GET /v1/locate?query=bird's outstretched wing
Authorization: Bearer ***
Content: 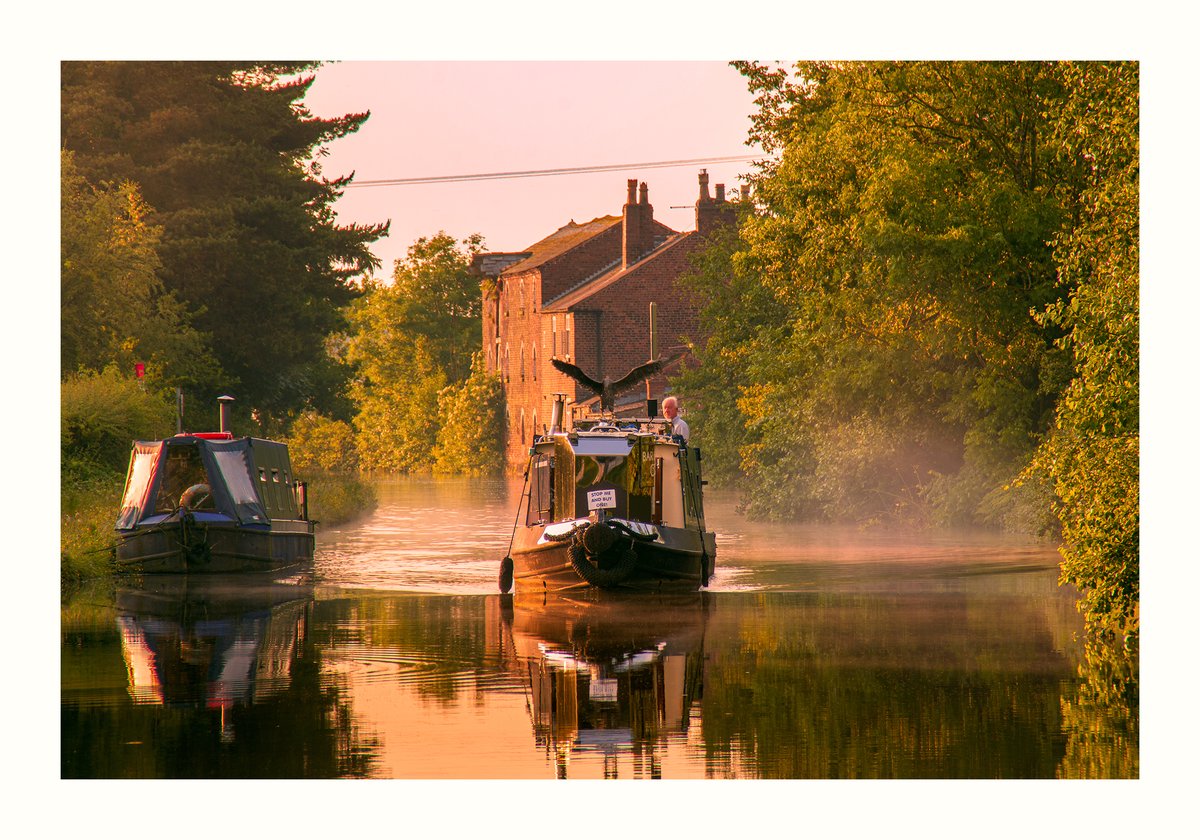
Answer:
[550,359,604,394]
[612,353,683,396]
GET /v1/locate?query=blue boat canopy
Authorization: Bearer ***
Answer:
[116,434,300,530]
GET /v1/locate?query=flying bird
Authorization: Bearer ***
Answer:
[550,353,683,412]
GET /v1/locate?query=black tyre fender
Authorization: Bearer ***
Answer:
[498,557,512,595]
[566,542,637,587]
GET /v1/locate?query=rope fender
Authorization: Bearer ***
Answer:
[566,522,637,587]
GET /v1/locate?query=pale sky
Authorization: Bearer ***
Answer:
[305,61,762,276]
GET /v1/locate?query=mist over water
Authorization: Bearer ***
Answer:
[61,478,1138,779]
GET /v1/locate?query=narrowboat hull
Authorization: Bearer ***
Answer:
[512,520,716,592]
[116,517,316,574]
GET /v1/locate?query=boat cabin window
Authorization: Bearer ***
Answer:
[155,445,216,514]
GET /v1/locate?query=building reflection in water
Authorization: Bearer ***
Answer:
[116,575,312,743]
[505,592,709,779]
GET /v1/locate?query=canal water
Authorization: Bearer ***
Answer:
[60,479,1139,780]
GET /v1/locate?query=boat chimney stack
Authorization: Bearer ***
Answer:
[217,394,234,432]
[550,394,566,434]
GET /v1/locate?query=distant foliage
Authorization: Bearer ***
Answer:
[1030,64,1140,634]
[433,350,504,475]
[288,412,359,472]
[61,151,220,388]
[61,61,386,426]
[676,61,1139,632]
[680,62,1063,524]
[60,367,174,475]
[344,233,482,473]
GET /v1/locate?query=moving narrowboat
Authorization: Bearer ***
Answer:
[499,400,716,593]
[115,397,316,574]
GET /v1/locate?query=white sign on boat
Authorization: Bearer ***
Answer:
[588,487,617,510]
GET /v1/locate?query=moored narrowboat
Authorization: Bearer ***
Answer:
[115,397,316,574]
[500,403,716,593]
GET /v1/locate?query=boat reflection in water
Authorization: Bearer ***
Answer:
[116,574,313,743]
[499,590,709,779]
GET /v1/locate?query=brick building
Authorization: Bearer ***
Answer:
[474,170,734,468]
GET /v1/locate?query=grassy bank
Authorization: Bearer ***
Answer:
[60,465,378,586]
[59,473,125,584]
[306,470,379,528]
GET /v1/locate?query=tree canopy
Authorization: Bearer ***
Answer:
[61,61,386,416]
[60,152,220,386]
[344,233,496,472]
[677,61,1138,616]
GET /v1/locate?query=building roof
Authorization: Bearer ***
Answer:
[503,216,620,275]
[541,232,696,312]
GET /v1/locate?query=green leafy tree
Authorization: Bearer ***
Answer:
[61,61,386,422]
[1028,62,1140,632]
[433,350,504,475]
[288,412,359,472]
[61,151,218,386]
[704,62,1062,522]
[344,233,482,472]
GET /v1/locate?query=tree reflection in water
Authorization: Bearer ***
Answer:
[61,570,1139,779]
[1057,637,1139,779]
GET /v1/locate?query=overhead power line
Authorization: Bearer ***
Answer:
[346,155,760,188]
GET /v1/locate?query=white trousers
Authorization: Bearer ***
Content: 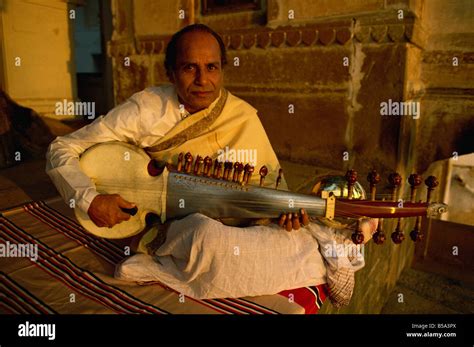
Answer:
[115,213,363,299]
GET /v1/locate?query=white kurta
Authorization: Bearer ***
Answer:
[46,86,364,304]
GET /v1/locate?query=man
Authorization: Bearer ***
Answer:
[46,24,373,306]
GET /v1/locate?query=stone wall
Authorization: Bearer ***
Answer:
[105,0,474,313]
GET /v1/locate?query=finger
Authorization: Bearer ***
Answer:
[292,213,301,230]
[286,213,293,231]
[117,196,136,208]
[300,208,309,226]
[115,211,131,223]
[278,213,286,228]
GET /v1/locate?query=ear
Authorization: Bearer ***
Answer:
[166,71,176,84]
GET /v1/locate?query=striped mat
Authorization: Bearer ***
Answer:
[0,198,328,314]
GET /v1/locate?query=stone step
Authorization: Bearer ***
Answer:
[381,269,474,314]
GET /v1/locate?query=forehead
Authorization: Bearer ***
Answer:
[176,31,221,61]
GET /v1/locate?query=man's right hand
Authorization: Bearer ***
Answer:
[87,194,135,228]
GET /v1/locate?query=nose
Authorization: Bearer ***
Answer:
[194,68,208,86]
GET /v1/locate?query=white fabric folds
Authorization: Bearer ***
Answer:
[115,213,363,299]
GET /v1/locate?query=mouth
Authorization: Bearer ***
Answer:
[191,92,212,98]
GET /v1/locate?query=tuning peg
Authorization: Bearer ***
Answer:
[410,215,423,242]
[184,152,193,173]
[372,198,387,245]
[367,170,380,201]
[177,152,184,172]
[351,221,364,245]
[194,155,204,176]
[391,218,405,245]
[203,156,212,177]
[372,228,387,245]
[223,161,234,181]
[212,159,222,179]
[275,169,283,189]
[286,213,293,231]
[408,174,423,202]
[232,161,243,182]
[346,170,357,199]
[234,163,244,183]
[425,176,439,203]
[388,172,402,201]
[243,163,253,184]
[292,212,301,230]
[258,165,268,187]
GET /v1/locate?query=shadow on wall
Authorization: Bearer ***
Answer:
[0,89,55,168]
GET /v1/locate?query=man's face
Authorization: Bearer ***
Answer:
[170,32,224,113]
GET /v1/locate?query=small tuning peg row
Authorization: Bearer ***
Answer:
[176,152,184,172]
[258,165,268,187]
[388,172,402,201]
[203,156,212,177]
[372,198,387,245]
[391,218,405,245]
[194,154,204,176]
[410,209,423,242]
[232,162,244,183]
[351,221,364,245]
[346,170,357,199]
[425,176,439,203]
[184,152,193,173]
[408,174,423,202]
[223,161,234,181]
[367,170,380,201]
[275,169,283,189]
[243,164,254,184]
[212,159,222,179]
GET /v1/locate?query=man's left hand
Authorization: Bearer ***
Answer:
[278,208,309,231]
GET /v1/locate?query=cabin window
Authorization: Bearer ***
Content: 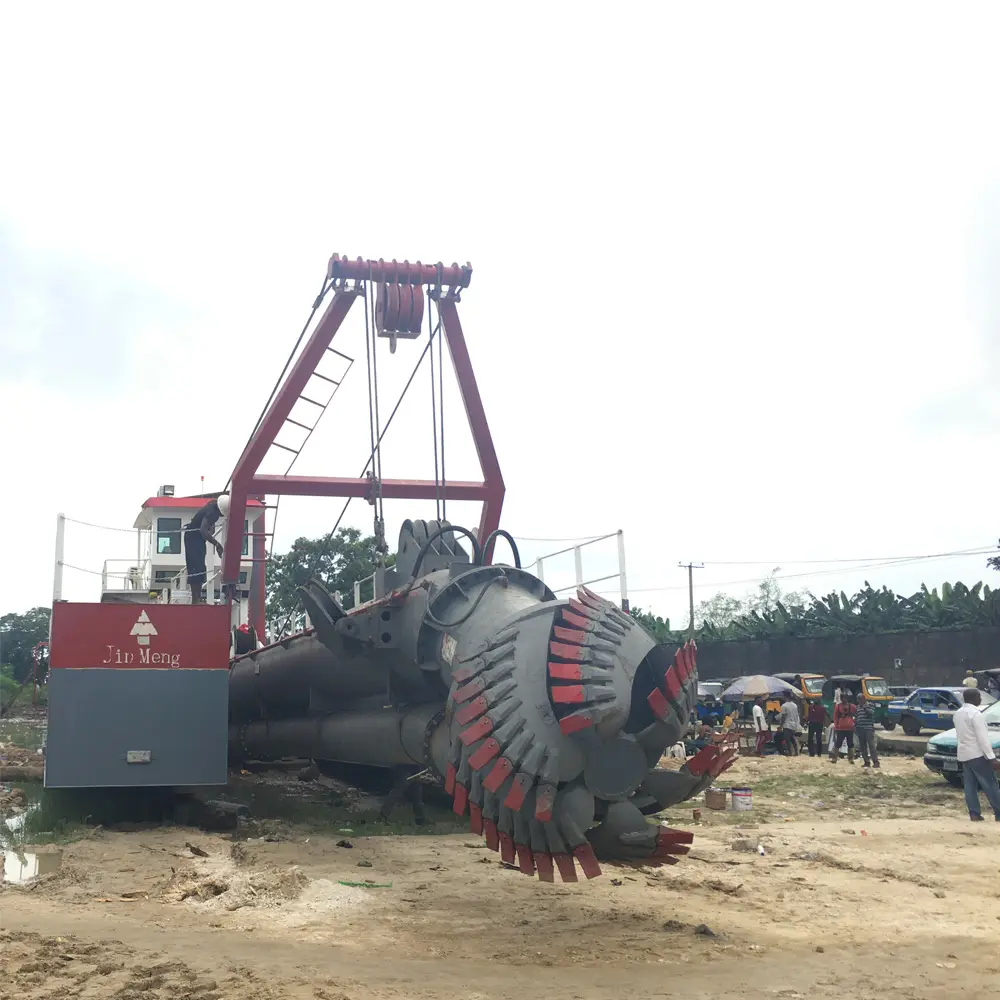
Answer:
[156,517,181,556]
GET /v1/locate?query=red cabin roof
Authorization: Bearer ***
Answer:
[142,496,264,510]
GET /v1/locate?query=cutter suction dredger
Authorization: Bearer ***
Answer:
[230,521,736,881]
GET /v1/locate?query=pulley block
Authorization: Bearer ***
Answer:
[375,260,424,353]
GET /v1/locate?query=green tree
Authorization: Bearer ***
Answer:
[629,608,676,643]
[0,607,52,681]
[694,590,747,628]
[267,528,395,625]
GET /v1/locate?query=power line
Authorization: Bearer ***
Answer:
[596,546,996,594]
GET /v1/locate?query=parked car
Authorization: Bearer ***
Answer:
[774,674,826,708]
[823,674,896,729]
[698,681,727,698]
[924,701,1000,788]
[889,687,996,736]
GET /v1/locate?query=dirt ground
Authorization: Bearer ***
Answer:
[0,757,1000,1000]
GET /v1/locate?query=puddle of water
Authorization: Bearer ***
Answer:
[3,851,62,885]
[0,718,47,750]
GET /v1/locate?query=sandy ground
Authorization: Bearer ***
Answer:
[0,758,1000,1000]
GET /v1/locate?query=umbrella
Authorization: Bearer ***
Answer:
[721,674,800,701]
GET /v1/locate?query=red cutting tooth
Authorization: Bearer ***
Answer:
[685,744,716,778]
[549,639,586,663]
[452,677,486,705]
[663,666,681,701]
[552,854,577,882]
[469,739,500,771]
[500,832,514,865]
[681,645,694,680]
[455,695,490,726]
[560,608,590,628]
[469,802,483,836]
[483,818,500,851]
[549,663,583,681]
[535,785,556,823]
[503,774,532,812]
[646,688,670,719]
[552,684,584,705]
[653,834,691,864]
[656,827,694,844]
[514,844,535,875]
[569,597,601,622]
[535,851,555,882]
[573,844,601,878]
[483,757,514,792]
[559,712,594,736]
[458,715,493,747]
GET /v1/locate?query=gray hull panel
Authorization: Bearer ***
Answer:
[45,668,229,788]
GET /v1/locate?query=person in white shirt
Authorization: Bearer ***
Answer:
[753,698,770,757]
[952,687,1000,823]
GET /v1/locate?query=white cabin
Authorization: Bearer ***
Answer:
[101,486,266,621]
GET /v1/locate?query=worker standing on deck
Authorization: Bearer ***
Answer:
[184,493,229,604]
[830,694,856,764]
[952,688,1000,823]
[753,698,771,757]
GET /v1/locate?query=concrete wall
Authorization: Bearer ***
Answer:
[698,627,1000,685]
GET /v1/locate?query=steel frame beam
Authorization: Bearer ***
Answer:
[228,255,506,637]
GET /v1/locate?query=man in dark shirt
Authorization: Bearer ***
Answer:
[184,493,229,604]
[854,694,879,767]
[806,698,826,757]
[830,692,855,764]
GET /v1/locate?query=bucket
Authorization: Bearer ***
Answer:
[705,788,726,809]
[733,788,753,812]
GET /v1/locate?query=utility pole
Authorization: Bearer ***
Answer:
[677,563,705,639]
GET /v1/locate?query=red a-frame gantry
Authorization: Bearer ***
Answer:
[222,254,504,635]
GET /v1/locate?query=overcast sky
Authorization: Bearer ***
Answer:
[0,0,1000,624]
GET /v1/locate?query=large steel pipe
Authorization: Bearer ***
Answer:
[229,705,447,768]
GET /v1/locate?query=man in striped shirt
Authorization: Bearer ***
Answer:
[854,694,879,767]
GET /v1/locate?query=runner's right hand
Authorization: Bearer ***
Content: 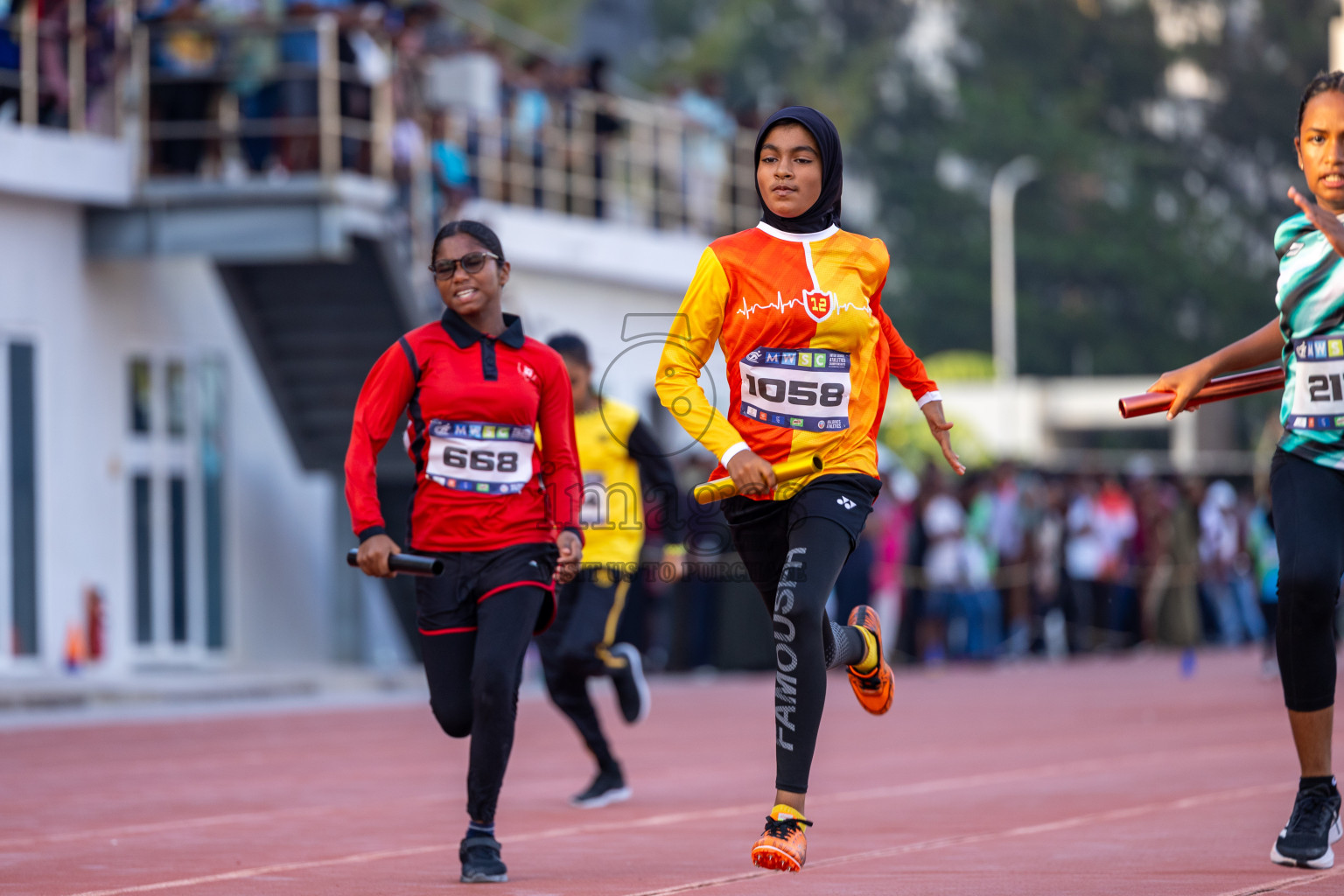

........

WRITTEN TASK: Rewrite the stretch from the line containing "GET /v1/locate?query=man's face" through the line containing "[142,496,264,510]", replacing "cabin" with "wheelhouse" and keeping everything else the same. Omit the pictures from your answer.

TASK SOLUTION:
GET /v1/locate?query=man's face
Authorization: Bearer ***
Answer:
[170,32,224,113]
GET /v1/locate?query=small tuning peg row
Authorization: Bearer ***
Answer:
[176,152,184,172]
[258,165,268,187]
[388,172,402,201]
[203,156,212,177]
[372,198,387,245]
[391,218,405,245]
[194,154,204,176]
[410,209,423,242]
[232,162,244,183]
[351,221,364,245]
[346,170,357,199]
[425,176,439,203]
[184,152,193,173]
[408,174,423,202]
[223,161,234,181]
[367,170,380,201]
[275,169,283,189]
[243,164,254,184]
[212,159,222,179]
GET /v1/locate?query=man's left hand
Authorization: Bearer ***
Answer:
[278,208,309,231]
GET /v1/locate?query=wheelhouse window
Authorization: Bearer ***
Content: 
Answer:
[156,517,181,556]
GET /v1/locate?query=red wheelhouse roof
Authorization: Bearer ***
Answer:
[142,496,264,510]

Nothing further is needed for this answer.